Scan the entries for the string "pile" and give the number of lines that have it, nothing further.

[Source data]
——————

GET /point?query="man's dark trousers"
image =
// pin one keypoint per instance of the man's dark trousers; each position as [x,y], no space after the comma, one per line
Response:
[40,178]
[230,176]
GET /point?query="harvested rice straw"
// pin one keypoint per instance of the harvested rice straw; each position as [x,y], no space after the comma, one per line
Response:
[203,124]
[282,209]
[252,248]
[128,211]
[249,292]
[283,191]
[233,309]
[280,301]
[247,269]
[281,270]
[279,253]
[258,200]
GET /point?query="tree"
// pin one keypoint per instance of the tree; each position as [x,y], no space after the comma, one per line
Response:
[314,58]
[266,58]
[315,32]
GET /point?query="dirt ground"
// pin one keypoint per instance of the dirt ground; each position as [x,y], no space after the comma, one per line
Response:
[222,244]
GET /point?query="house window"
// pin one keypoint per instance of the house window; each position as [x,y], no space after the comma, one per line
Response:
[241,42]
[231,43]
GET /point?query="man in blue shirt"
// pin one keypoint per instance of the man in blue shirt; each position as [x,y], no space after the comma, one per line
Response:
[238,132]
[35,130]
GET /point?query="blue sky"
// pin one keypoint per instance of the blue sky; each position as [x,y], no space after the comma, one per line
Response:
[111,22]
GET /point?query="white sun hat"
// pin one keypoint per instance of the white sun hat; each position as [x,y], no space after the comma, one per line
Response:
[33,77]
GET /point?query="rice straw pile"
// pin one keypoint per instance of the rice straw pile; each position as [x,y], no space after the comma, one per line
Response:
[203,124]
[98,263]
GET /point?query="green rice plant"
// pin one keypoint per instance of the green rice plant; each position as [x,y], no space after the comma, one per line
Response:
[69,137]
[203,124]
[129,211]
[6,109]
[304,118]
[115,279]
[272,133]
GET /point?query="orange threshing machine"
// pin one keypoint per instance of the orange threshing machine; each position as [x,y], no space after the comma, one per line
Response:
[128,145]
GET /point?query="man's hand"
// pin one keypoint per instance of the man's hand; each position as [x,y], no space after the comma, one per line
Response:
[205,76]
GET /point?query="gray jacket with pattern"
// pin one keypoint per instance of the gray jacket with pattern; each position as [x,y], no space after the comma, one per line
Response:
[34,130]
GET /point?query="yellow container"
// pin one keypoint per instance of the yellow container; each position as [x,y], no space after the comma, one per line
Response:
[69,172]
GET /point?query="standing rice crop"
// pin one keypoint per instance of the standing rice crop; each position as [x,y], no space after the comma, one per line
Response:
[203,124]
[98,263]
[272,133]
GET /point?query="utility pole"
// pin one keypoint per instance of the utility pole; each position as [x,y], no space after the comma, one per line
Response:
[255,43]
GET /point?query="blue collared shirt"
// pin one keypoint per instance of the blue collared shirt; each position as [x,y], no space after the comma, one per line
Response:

——————

- Answer space: 2